● DIRECTIONS:
- a) In the essay about leaving a full-time job, what year did the writer leave that job?
- b) Copy from the essay about leaving a full-time job everything from "Do you love" down to "Was I miserable?".

● SOURCE EXCERPT:
........
Do you love going to your job every day?
I hope you do! For many years, I absolutely did.
So, since leaving my full-time job in 2017, I've had a lot of questions surrounding my decision to walk away.
Was I miserable?
Honestly, not always. Being a pretty natural optimist, if I ended up hating a job, I usually just found something that did bring me joy in order to make it through. OR, I found another task that felt more suitable for that season of life and shifted responsibilities.
So to say I was just fed up and about to experience a mid-life crisis–or smack in the middle of one as some would suspect–would be a misrepresentation. But the truth of the matter is that I wasn't fully stepping into what I wanted to do at that point in my life, and I became more and more negative. Which for an optimist can be soul-crushing. The fact that I have always struggled with the question, "What do you do?", became harder and harder to bear.
Most of the time, people expect one answer. One occupation. And when you feel like you do a litany of things and have a list as long as your arm of others you'd like to learn about or try someday, you may stammer and pause, but ultimately you answer as expected. "I'm a you-fill-in-the-blank."
Can you relate?
In most cultures, there's an added pressure on women and the expectations that come with the roles we play. We never have it easy because there's always someone commenting about what they think we could do, what we can do, or what we should demand. But I won't get into that. I just recognize that it's a factor. And we let it stop us from just going for what we want sometimes.
........
● ENTRIES PROVIDED:
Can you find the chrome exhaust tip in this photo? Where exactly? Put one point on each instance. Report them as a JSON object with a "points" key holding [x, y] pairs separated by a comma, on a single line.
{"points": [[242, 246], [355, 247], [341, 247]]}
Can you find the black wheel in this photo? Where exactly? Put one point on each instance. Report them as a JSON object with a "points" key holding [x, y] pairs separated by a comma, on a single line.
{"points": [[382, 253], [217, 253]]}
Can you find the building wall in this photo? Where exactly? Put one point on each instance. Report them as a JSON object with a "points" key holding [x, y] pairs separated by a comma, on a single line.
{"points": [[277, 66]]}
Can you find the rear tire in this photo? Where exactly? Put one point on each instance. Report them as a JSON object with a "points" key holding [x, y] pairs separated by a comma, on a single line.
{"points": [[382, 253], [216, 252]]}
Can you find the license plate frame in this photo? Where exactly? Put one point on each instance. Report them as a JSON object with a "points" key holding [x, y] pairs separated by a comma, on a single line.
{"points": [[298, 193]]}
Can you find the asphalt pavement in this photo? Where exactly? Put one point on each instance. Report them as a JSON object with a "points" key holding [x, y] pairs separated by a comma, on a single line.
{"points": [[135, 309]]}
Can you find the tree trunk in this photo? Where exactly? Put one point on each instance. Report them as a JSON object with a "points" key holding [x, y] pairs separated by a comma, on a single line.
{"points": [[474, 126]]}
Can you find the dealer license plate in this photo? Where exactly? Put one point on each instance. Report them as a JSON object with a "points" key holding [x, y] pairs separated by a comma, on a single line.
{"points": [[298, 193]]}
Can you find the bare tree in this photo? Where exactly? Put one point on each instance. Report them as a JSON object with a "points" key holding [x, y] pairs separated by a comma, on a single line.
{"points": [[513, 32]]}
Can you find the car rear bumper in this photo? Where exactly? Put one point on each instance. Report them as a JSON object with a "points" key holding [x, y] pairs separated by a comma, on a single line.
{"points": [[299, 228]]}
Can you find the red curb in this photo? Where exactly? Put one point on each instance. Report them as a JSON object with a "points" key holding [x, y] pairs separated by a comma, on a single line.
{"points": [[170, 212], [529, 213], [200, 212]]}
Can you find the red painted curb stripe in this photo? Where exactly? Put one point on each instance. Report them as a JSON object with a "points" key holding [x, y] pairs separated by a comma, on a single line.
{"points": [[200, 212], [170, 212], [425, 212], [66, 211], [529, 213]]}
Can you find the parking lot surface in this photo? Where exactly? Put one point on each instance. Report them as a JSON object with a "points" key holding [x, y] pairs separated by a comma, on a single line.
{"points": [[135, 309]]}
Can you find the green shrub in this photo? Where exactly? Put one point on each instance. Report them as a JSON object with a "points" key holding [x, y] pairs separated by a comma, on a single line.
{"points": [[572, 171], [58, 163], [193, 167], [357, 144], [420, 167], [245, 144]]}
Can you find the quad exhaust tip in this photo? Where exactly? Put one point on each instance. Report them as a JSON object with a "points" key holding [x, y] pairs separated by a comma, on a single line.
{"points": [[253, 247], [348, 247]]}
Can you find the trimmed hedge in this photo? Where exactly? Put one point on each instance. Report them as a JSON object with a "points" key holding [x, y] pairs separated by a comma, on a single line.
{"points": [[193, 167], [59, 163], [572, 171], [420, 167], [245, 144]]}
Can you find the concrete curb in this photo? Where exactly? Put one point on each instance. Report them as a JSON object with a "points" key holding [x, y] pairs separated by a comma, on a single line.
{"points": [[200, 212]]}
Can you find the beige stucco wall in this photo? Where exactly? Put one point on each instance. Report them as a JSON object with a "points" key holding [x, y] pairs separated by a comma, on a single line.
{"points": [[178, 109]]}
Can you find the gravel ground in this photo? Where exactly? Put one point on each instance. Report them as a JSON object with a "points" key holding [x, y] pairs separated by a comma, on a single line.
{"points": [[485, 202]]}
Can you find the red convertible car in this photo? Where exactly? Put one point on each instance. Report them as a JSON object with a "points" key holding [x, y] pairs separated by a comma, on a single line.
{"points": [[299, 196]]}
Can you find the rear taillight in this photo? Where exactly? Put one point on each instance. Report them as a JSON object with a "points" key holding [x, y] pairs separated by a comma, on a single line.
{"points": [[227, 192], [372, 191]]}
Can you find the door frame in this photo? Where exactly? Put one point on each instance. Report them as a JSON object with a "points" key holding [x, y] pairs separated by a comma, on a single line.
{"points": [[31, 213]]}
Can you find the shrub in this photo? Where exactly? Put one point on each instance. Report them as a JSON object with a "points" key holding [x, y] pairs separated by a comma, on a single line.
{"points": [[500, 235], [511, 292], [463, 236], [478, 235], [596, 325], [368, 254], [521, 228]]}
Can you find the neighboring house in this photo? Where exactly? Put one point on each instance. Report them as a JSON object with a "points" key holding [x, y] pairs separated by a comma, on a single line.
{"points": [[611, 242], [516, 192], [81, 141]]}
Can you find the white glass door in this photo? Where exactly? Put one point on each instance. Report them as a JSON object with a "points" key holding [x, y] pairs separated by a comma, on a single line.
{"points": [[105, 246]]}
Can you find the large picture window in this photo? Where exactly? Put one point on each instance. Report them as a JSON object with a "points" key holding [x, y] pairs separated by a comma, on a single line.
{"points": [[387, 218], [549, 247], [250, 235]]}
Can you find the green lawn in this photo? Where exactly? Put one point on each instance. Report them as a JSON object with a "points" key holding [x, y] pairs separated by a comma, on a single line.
........
● SOLUTIONS:
- a) 2017

- b)
Do you love going to your job every day?
I hope you do! For many years, I absolutely did.
So, since leaving my full-time job in 2017, I've had a lot of questions surrounding my decision to walk away.
Was I miserable?